Assignment: Wherever a line holds the word "pool", copy that line from the data.

----- Source material

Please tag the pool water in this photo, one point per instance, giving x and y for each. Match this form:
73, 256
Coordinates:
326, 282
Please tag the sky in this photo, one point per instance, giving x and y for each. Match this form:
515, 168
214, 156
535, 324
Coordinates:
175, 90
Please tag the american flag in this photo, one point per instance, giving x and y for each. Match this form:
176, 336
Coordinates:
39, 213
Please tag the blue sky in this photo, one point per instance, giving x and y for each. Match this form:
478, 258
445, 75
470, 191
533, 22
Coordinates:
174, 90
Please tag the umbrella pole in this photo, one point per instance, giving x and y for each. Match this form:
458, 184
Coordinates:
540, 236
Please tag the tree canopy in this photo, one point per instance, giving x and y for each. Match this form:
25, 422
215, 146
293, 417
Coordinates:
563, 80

----------
----- Source material

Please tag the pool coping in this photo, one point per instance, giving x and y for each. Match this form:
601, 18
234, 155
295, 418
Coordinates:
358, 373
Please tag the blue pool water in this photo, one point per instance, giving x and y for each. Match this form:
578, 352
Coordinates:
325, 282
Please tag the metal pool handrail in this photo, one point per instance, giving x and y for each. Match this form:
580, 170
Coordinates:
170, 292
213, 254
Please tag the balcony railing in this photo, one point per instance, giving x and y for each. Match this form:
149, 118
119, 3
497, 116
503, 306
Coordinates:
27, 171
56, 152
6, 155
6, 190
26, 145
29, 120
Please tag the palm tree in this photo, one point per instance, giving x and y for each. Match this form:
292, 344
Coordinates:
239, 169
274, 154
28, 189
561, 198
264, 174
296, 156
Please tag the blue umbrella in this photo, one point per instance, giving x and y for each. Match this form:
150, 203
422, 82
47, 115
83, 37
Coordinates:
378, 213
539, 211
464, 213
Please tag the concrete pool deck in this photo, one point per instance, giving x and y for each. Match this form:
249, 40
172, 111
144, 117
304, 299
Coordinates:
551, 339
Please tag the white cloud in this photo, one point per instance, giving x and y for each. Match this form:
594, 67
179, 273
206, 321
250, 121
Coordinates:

----------
----- Source material

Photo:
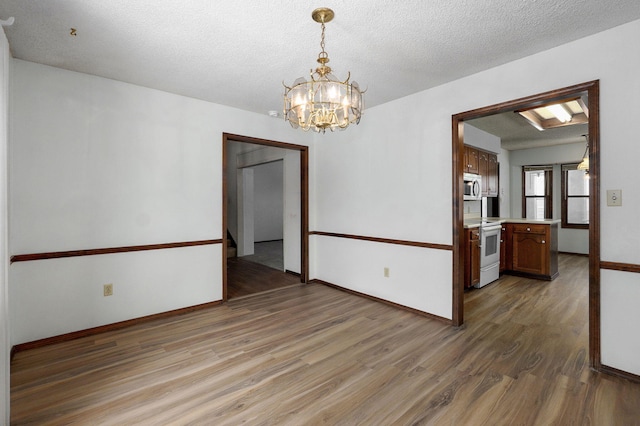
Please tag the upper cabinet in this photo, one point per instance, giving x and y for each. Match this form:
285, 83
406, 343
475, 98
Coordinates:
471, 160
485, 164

----------

Task result:
Please tag the pool water in this photo, one point per instance, giving x and y for each. Match this form:
Please tag the pool coping in this photo, one point per instance, giving x and y for each. Match this form:
Please tag the blue pool water in this photo, one point per instance, giving x and y for each. Match this form:
Please tag the metal pool handrail in this photo, one point per instance, giving x and y for each. Match this form:
Please tag the concrete pool deck in this photo, one point per instance, giving x and y for each. Match this form:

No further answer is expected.